● **Excerpt to read**
Timothy Caulfield is a Canada Research Chair in health law and policy at the University of Alberta, a Trudeau Fellow and author of Is Gwyneth Paltrow Wrong About Everything?: When Celebrity Culture And Science Clash (Penguin, 2015).
There is growing concern about vaccination rates in Canada. While most Canadians support vaccination, recent research has found that nearly 30 per cent of the population has concerns about the link between vaccines and autism. In some parts of the country, the vaccination rates have fallen below the level needed to achieve herd immunity.
The reasons for less-than-ideal vaccination rates are complex and multifactorial, but the continued spread of anti-vaccination myths and misinformation is clearly contributing to the dilemma. Indeed, some of the recent disease outbreaks – such as the recent spread of measles in Minnesota – can be traced to the push of misleading anti-vaccination rhetoric.
Unfortunately, much of this science-free vaccination noise comes from health-care practitioners, especially those in the complementary and alternative medicine (CAM) community. Not every complementary and alternative practitioner pushes an anti-vaccine perspective. But, let's face it, many do. This must stop.
Working with my colleagues, Sandro Marcon and Blake Murdoch, we examined more than 300 websites for naturopaths and naturopathic clinics in Alberta and British Columbia. In this study, which was recently published in the Journal of Law and the Biosciences, we identified 53 websites that had vaccination-hesitant language and/or suggested a vaccination alternative. In other words, a significant number of naturopaths – that is, members of a provincially regulated health profession – are explicitly and publicly spreading nonsense about vaccination. And this ignoble list doesn't include the clinics (and there are many) that make baseless claims about how to naturally "boost" your immune system.
Some of the clinics offer warnings about how vaccines contain mercury and/or reference the frequently debunked myth that vaccines are linked to autism. Many websites provide specific recommendations regarding alternatives to vaccination. For example, one clinic suggests that "as an alternative to the flu shot, you can choose a homeopathic prophylactic injection instead" and another claims that "homeopathy flu injections" are a "safe and effective alternative to the regular flu shot."
These assertions are, of course, misleading, harmful and completely unfounded.
Given our findings, it is no surprise there is a pretty clear inverse relationship between the use of CAM services and vaccination uptake. And research has found that use of a naturopathic care in particular should be considered a sign of risk for vaccination hesitancy.
Perhaps more important, these deceptive perspectives on vaccination are available to anyone searching for information on vaccination. As a result, they may facilitate the spread of misinformation to the public more broadly. A 2016 study on the causes of vaccination hesitancy in Canada found that the spread of "false information about vaccination online and in social media was perceived to be the most important cause of vaccine hesitancy by participants."
So, this matters. Yes, other health-care professionals are guilty of spreading vaccine myths. Indeed, the notorious Andrew Wakefield trained as a physician. And changing minds about vaccination is not easy. Still, the spread of misinformation can hardly be viewed as a benign or constructive trend.
What can be done? We argue that federal regulators need to be more aggressive in their application of truth in advertising standards. Health Canada could also do more to shut down the marketing of completely bogus products, such as homeopathic vaccines. In 2015, the federal regulators changed the rules to require all homeopathic vaccines (often called nosodes) to have a warning that states "not vaccines or alternatives to vaccines." The clinics in our study are either not following this rule or the information on their websites conflict with the labelling on their products.

● **Work required**
Retype word for word the part of the vaccination article that opens with the words containing "So, this matters." and closes with "on their products.".

[Saved entries]
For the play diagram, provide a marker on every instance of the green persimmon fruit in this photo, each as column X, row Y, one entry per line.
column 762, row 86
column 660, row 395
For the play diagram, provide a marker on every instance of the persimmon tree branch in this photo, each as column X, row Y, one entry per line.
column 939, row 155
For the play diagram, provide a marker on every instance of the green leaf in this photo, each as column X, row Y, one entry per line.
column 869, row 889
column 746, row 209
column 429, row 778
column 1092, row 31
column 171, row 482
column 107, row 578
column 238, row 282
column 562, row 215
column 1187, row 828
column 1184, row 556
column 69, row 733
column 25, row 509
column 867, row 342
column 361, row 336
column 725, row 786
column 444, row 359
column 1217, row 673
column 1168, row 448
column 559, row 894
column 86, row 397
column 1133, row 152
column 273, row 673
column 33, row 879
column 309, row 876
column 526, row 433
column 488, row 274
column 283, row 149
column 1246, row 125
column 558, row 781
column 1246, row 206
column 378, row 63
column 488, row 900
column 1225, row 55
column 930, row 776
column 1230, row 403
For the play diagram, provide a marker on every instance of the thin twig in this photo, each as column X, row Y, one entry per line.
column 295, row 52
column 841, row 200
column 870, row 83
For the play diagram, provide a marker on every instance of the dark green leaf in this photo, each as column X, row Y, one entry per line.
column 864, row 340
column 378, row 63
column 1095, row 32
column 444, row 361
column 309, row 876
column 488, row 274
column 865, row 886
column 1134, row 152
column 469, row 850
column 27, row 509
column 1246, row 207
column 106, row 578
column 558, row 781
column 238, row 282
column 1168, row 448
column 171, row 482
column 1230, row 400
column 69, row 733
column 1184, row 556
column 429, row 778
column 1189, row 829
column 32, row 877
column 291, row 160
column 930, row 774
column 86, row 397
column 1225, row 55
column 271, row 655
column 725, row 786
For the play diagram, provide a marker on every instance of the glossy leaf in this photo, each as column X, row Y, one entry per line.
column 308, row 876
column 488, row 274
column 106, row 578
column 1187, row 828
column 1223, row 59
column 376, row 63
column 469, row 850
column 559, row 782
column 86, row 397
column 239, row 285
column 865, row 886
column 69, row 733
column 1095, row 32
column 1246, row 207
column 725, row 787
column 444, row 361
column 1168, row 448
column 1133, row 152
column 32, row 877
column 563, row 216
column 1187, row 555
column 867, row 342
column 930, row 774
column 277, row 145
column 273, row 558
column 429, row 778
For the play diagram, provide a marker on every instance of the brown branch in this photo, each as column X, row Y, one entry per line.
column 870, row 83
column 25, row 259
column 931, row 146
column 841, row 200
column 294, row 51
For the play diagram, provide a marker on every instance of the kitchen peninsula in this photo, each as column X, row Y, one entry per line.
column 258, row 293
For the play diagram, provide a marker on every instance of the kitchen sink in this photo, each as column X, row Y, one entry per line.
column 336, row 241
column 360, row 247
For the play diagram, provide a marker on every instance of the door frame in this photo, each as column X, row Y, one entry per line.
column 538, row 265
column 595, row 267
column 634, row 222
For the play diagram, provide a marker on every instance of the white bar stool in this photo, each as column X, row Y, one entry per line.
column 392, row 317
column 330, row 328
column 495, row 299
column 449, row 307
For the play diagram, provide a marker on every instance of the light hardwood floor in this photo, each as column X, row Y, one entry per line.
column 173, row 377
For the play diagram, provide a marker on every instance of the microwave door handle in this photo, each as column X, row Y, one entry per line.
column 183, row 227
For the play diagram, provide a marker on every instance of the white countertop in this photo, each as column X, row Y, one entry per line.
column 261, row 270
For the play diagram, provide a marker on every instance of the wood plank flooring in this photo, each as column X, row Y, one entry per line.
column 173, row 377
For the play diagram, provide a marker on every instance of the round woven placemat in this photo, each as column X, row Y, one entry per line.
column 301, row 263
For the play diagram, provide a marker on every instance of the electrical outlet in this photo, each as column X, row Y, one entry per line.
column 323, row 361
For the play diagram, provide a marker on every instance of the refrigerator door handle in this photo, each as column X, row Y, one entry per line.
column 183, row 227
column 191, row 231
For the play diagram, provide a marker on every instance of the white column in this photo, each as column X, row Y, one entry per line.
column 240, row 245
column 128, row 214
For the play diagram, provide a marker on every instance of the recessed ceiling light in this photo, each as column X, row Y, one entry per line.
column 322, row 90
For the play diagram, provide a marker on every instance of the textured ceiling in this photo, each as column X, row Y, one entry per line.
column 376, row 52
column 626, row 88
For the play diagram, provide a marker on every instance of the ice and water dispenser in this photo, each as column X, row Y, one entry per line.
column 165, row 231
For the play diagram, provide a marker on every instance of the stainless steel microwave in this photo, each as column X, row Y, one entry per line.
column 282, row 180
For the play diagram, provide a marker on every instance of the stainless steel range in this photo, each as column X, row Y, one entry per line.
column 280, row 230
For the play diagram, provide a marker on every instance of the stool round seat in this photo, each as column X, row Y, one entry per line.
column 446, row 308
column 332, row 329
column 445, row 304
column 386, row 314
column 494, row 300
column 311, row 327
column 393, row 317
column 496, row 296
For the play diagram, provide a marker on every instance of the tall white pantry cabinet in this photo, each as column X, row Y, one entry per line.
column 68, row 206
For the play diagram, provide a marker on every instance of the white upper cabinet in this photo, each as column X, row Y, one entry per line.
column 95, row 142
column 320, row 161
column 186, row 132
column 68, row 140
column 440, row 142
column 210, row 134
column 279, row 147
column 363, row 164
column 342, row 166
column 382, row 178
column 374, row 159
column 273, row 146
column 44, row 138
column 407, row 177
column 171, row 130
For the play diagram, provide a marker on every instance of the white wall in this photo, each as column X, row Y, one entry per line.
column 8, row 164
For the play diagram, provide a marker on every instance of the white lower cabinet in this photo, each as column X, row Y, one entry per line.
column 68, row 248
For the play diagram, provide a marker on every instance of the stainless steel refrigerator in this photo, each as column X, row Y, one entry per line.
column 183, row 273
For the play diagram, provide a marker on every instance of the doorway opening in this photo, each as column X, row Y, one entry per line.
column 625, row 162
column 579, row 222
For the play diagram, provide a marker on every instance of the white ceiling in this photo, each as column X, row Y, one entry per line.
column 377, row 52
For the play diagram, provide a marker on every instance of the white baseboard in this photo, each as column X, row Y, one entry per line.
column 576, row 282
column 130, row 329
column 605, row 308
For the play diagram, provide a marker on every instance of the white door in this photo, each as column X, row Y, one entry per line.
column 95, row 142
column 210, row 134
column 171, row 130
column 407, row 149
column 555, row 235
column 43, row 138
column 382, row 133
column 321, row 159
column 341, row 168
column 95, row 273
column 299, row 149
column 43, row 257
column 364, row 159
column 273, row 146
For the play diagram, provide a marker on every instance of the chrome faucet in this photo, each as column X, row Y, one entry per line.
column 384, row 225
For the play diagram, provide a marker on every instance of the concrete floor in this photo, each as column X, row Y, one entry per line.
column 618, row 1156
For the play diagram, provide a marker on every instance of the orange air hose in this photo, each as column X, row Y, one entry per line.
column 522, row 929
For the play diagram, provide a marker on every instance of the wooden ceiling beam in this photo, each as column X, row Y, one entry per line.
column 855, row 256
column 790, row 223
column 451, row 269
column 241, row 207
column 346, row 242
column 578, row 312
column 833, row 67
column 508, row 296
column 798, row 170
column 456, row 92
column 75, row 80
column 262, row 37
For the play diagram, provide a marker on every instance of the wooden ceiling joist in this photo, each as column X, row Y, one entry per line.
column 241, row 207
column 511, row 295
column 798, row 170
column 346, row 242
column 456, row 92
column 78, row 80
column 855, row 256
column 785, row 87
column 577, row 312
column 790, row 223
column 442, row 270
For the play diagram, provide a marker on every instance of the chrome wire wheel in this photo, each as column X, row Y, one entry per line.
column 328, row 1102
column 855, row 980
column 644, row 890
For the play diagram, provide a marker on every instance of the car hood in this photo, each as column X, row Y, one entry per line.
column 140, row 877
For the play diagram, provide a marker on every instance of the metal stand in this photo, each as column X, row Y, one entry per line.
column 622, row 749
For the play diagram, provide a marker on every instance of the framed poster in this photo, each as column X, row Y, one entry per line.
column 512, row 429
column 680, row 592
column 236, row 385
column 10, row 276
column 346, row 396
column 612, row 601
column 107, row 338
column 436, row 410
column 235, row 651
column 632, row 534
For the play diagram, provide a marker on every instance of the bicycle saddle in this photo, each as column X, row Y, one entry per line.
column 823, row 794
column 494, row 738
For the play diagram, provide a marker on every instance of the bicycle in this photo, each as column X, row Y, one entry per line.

● **Response to this task**
So, this matters. Yes, other health-care professionals are guilty of spreading vaccine myths. Indeed, the notorious Andrew Wakefield trained as a physician. And changing minds about vaccination is not easy. Still, the spread of misinformation can hardly be viewed as a benign or constructive trend.
What can be done? We argue that federal regulators need to be more aggressive in their application of truth in advertising standards. Health Canada could also do more to shut down the marketing of completely bogus products, such as homeopathic vaccines. In 2015, the federal regulators changed the rules to require all homeopathic vaccines (often called nosodes) to have a warning that states "not vaccines or alternatives to vaccines." The clinics in our study are either not following this rule or the information on their websites conflict with the labelling on their products.